» **Exercise description**:
Find all the lines in the entries below that hold the word "range" and copy them.

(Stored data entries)
----------------
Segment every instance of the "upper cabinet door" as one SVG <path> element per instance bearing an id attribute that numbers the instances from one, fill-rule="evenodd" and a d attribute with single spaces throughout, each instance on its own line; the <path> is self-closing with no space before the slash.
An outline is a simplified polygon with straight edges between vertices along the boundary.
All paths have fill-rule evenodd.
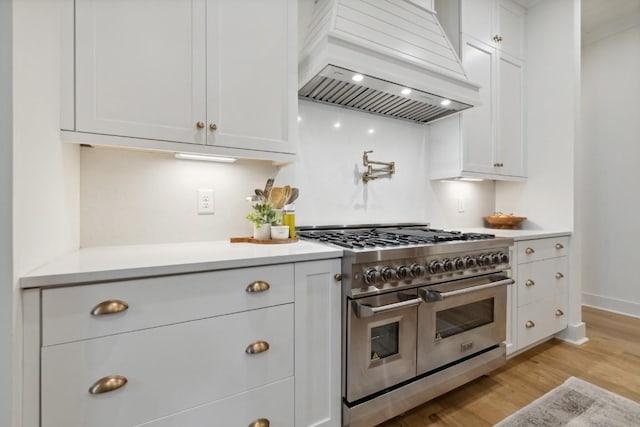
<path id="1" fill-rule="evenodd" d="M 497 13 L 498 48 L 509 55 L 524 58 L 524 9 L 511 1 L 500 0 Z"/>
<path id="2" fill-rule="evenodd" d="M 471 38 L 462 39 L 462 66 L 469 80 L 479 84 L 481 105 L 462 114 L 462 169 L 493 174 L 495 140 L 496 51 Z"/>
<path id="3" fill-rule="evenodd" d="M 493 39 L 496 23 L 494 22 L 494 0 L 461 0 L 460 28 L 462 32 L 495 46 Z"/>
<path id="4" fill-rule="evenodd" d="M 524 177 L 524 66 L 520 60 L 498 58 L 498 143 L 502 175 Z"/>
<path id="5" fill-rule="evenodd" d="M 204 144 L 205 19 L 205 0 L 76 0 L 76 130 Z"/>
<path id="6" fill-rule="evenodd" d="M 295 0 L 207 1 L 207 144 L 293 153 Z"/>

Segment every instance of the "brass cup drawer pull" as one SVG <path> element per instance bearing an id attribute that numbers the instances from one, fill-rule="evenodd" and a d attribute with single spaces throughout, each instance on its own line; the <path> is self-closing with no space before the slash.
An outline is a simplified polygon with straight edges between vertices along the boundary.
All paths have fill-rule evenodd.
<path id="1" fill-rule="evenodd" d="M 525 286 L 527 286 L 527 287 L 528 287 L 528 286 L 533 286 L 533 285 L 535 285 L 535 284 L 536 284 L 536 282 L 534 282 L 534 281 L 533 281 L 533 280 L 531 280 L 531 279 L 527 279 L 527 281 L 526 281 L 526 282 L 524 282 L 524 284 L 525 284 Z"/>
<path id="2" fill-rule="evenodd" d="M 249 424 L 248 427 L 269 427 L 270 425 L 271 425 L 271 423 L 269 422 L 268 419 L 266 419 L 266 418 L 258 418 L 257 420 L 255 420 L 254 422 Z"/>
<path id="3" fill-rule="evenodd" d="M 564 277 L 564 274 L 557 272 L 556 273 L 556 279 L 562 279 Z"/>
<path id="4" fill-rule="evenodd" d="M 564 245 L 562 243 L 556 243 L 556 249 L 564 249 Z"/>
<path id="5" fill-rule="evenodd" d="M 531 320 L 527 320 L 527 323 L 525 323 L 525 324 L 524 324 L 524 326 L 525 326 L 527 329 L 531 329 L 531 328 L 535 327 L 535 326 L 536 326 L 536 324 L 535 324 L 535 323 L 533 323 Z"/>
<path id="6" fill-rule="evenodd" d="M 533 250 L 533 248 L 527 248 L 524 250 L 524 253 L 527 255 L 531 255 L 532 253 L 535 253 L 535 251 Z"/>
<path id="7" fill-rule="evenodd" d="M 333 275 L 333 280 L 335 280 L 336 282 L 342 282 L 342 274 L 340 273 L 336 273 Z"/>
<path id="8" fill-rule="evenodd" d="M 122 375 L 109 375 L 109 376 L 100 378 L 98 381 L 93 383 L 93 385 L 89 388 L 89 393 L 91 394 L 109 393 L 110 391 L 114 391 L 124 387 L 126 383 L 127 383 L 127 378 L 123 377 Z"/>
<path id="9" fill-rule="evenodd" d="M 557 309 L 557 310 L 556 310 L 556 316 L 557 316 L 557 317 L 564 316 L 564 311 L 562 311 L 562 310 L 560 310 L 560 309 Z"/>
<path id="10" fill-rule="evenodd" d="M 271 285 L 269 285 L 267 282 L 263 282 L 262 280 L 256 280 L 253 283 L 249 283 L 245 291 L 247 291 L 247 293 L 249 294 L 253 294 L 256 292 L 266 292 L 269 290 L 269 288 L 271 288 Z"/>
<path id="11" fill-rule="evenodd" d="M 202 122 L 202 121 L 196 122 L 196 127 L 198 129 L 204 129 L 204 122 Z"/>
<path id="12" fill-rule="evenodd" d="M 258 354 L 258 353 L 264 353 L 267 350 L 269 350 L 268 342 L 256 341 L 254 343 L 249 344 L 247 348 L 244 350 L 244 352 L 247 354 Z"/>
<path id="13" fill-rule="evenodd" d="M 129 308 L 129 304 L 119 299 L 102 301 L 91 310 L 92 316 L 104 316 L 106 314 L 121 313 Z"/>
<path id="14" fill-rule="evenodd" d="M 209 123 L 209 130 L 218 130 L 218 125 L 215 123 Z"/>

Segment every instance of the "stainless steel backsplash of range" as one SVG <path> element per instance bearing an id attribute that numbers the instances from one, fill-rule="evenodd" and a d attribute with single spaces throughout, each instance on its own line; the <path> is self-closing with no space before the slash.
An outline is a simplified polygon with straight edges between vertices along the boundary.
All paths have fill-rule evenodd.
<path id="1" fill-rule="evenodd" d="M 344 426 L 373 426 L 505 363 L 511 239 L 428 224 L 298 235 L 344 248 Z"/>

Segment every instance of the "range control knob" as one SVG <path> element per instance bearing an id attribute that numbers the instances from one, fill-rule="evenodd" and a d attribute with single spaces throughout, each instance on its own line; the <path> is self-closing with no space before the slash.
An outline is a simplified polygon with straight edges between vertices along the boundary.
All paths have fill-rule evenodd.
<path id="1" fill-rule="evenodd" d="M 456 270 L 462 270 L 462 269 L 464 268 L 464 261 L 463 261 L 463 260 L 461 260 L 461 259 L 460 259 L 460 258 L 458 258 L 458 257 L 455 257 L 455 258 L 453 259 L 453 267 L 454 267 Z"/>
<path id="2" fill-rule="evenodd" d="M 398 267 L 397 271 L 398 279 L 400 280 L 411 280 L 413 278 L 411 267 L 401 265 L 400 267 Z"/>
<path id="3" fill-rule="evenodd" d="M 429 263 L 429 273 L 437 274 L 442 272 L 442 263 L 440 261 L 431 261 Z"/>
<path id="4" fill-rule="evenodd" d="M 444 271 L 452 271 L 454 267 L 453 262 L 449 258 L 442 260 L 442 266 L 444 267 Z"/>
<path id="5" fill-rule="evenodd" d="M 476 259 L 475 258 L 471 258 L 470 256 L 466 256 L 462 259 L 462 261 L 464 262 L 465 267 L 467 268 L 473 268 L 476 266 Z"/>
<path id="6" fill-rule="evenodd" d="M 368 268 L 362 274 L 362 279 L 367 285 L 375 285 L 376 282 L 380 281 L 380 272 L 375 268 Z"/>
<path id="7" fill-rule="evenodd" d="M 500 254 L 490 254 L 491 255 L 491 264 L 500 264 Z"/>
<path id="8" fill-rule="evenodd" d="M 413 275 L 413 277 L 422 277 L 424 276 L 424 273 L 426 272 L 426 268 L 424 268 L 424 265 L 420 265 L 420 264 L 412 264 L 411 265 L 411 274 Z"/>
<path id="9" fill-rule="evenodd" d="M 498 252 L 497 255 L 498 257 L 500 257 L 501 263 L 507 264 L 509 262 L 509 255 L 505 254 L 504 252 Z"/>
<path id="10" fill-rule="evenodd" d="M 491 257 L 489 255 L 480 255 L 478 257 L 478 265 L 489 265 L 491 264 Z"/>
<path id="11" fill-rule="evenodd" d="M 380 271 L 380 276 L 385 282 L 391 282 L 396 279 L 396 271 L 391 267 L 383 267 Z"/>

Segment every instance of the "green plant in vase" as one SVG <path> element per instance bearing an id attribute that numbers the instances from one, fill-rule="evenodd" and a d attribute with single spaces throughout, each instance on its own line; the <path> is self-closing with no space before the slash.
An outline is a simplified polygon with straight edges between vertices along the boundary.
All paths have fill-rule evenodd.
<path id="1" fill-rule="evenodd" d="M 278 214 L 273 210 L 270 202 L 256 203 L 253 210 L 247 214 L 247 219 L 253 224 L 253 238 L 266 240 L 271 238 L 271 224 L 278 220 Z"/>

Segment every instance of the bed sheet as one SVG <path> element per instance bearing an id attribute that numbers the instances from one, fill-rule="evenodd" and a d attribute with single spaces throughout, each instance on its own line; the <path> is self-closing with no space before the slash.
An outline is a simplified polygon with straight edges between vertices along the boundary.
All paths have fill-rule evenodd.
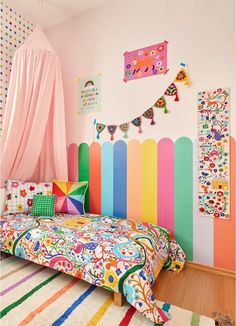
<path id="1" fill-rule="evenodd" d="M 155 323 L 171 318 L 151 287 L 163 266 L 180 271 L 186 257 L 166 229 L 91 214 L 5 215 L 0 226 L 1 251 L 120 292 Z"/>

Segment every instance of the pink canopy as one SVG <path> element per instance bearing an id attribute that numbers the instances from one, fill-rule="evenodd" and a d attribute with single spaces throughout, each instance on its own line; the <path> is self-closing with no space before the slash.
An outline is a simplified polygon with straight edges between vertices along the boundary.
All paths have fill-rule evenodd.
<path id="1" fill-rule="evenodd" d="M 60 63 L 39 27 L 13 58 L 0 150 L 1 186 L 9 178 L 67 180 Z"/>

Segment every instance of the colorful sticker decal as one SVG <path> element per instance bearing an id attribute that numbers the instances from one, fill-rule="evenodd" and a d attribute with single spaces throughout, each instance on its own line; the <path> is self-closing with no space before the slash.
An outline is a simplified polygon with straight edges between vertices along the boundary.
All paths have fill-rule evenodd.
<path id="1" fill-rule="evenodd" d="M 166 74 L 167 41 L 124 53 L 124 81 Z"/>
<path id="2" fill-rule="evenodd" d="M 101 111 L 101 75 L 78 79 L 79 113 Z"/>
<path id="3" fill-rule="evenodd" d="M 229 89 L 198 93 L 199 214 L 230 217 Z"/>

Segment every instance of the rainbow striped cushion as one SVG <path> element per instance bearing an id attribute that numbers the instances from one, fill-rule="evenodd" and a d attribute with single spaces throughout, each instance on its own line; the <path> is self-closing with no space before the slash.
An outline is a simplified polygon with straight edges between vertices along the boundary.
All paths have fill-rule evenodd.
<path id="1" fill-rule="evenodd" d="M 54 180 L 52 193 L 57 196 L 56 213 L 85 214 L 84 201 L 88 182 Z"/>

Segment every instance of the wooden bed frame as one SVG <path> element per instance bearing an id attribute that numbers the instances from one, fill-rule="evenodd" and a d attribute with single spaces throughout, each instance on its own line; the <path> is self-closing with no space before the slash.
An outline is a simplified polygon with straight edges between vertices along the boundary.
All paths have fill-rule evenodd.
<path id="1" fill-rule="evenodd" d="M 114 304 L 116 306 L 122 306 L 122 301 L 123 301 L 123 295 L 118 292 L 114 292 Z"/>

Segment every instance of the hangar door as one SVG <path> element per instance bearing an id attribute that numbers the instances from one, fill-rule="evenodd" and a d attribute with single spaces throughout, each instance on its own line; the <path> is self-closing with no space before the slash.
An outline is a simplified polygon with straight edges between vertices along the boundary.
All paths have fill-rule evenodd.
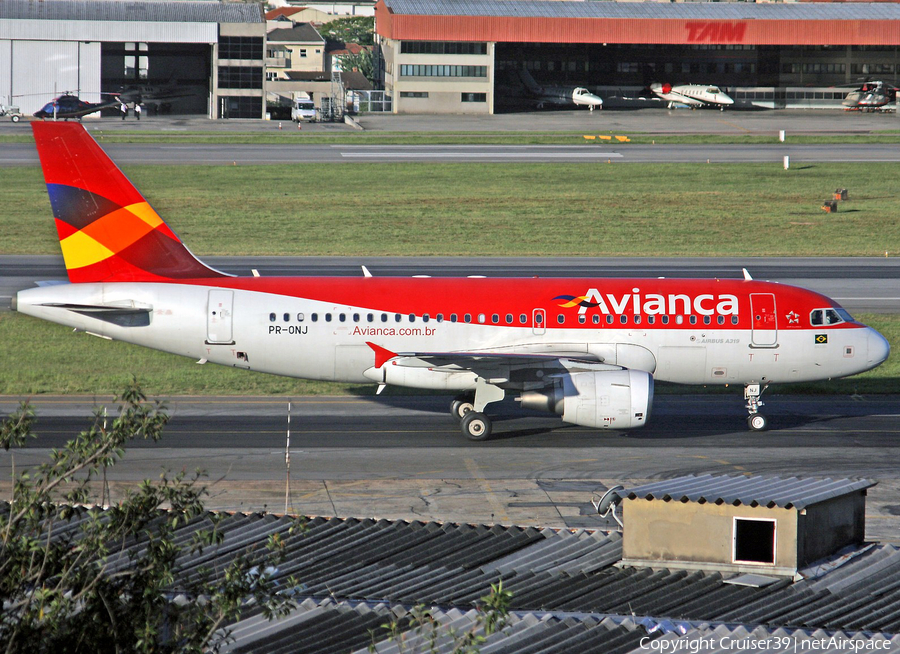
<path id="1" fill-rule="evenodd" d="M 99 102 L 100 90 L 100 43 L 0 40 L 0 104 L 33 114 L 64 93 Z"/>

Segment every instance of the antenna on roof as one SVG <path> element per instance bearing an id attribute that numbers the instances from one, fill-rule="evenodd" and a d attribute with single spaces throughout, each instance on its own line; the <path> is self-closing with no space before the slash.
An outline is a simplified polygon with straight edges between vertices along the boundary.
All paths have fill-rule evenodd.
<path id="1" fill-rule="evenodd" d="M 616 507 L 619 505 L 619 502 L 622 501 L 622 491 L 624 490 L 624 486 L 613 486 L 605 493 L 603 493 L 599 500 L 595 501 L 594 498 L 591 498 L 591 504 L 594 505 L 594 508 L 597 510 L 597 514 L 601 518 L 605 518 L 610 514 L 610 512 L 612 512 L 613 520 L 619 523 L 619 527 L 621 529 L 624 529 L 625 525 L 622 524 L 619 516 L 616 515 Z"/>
----------------
» **Solution to this exercise**:
Segment every instance of the "stainless steel backsplash of range" as one SVG <path> element per instance bearing an id attribute that numbers the instances from one, fill-rule="evenodd" and a d attribute with single spaces throughout, each instance on its own line; the <path> is self-closing with no space before the slash.
Segment every instance of the "range control knob" as one SVG <path> element per instance bearing an id attribute that numbers the instances from one, fill-rule="evenodd" and a d attribute with single spaces throughout, each instance on its own line; the <path> is self-closing with no space before the slash.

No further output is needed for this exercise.